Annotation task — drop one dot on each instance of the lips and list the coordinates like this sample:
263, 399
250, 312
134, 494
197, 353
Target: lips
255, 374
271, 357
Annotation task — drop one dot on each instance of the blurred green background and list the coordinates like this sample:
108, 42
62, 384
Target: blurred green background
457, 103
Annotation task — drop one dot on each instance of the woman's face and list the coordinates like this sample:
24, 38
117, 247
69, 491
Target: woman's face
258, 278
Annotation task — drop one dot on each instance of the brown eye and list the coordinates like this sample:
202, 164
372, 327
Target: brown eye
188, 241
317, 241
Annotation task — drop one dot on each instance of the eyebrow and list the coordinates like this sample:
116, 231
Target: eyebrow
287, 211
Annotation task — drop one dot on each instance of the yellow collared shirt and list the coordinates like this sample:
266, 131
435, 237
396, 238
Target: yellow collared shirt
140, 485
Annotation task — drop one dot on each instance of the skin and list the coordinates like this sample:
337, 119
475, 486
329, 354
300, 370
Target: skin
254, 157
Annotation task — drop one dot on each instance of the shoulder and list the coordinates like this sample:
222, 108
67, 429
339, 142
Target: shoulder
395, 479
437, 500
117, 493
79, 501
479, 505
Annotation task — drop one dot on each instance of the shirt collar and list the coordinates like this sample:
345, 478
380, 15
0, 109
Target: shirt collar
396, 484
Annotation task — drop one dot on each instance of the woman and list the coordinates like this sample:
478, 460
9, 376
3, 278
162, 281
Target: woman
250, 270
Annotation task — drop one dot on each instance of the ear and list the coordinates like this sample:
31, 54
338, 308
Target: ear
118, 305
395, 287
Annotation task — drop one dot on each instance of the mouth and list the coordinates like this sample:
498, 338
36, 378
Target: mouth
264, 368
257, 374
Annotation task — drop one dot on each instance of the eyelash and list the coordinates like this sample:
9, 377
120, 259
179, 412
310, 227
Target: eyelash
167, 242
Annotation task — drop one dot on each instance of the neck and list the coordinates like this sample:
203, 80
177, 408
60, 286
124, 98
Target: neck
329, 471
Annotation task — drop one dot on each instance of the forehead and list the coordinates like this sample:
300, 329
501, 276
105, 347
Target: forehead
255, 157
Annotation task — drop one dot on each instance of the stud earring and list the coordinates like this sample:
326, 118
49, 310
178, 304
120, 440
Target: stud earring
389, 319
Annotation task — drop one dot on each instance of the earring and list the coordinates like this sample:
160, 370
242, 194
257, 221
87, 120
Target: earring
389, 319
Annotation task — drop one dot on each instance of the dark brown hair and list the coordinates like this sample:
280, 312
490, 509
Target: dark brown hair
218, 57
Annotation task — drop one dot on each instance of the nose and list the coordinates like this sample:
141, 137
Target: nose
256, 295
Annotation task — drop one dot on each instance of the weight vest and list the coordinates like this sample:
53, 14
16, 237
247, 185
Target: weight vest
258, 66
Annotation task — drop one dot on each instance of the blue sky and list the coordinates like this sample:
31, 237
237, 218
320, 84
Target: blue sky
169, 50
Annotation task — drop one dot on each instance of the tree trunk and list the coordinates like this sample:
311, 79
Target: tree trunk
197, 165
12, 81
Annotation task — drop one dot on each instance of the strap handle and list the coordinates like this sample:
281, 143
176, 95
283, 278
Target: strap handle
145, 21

#### What you should do
Return all of the entries above exactly as they stand.

#### Exercise result
Annotation task — drop one dot on each instance of the lips and list the coordinates like this sample:
263, 399
250, 312
134, 494
197, 353
Target: lips
255, 374
271, 357
Annotation task — drop one dot on each instance of the blurred green background and list the coordinates like this sample:
108, 42
62, 384
Target: blurred green background
457, 103
Annotation task — drop one dot on each instance of the woman's face and list the coordinates like this sample:
24, 38
117, 247
69, 491
Target: woman's face
258, 278
Annotation task — drop one dot on each instance of the brown eye and list the coordinates like this sample:
202, 164
372, 327
Target: brown eye
188, 241
317, 241
Annotation task — drop one dot on each instance of the eyebrow and list the coordinates like this sample:
116, 231
Target: eyebrow
287, 211
Annotation task — drop one dot on each instance of the yellow collared shirt and list the coordinates like this sample:
266, 131
435, 237
396, 238
Target: yellow collared shirt
140, 485
Annotation task — drop one dot on each instance of the skin and list the coordinates like this sample:
337, 119
475, 486
329, 354
300, 370
Target: skin
254, 157
Annotation task — drop one dot on each instance of the shoulder and list the coordinates like this sample:
222, 108
67, 429
339, 142
Target: shoulder
395, 479
437, 500
117, 493
79, 501
479, 505
Annotation task — drop one dot on each instance of the shirt collar and list the coordinates like this sample:
345, 478
380, 15
0, 109
Target: shirt collar
396, 484
Annotation task — drop one dot on each instance of the woman and list the coordinates like this sample:
478, 460
9, 376
3, 278
162, 281
Target: woman
250, 270
Annotation task — drop one dot on each instance of the ear and list the coordinates like this sample:
31, 54
338, 308
Target: ear
118, 305
395, 287
Annotation task — drop one dot on each instance of the mouth and list the coordinates like this sample:
498, 338
36, 378
Target: mouth
264, 368
257, 374
Annotation task — drop one dot on each instance of the eyelash and list the coordinates like this sample:
9, 377
120, 259
179, 412
310, 227
Target: eyelash
167, 242
Annotation task — drop one dot on each instance of the neck and list the coordinates like this sample:
203, 80
177, 408
60, 286
124, 98
Target: neck
329, 471
Annotation task — drop one dot on each instance of the forehead and list the coordinates like this sample:
300, 329
501, 276
105, 347
Target: forehead
255, 157
Annotation task — drop one dot on each instance of the stud earring and list the coordinates like this sample:
326, 118
49, 310
178, 304
120, 440
Target: stud earring
389, 319
Annotation task — drop one dot on each instance of the earring and list the coordinates like this sample:
160, 370
242, 194
257, 221
87, 120
Target: earring
389, 319
Annotation task — drop one dot on each instance of the dark brown hair and list the coordinates like this sample:
280, 312
490, 509
Target: dark brown hair
218, 57
Annotation task — drop one dot on each instance of the nose and list the coordinates like this sample:
141, 137
Target: nose
256, 295
Annotation task — drop one dot on each instance of the weight vest and list the coordinates like this sample:
53, 14
16, 237
247, 185
Target: weight vest
258, 66
Annotation task — drop one dot on each instance of the blue sky and list the coordinates like this sample:
31, 237
237, 218
320, 84
Target: blue sky
169, 50
Annotation task — drop one dot on each instance of the tree trunk and list the coordinates like this sample:
311, 79
Target: tree trunk
197, 165
12, 81
Annotation task — drop one dot on each instance of the strap handle and list the coordinates like this sample:
281, 143
176, 95
283, 278
Target: strap handle
145, 21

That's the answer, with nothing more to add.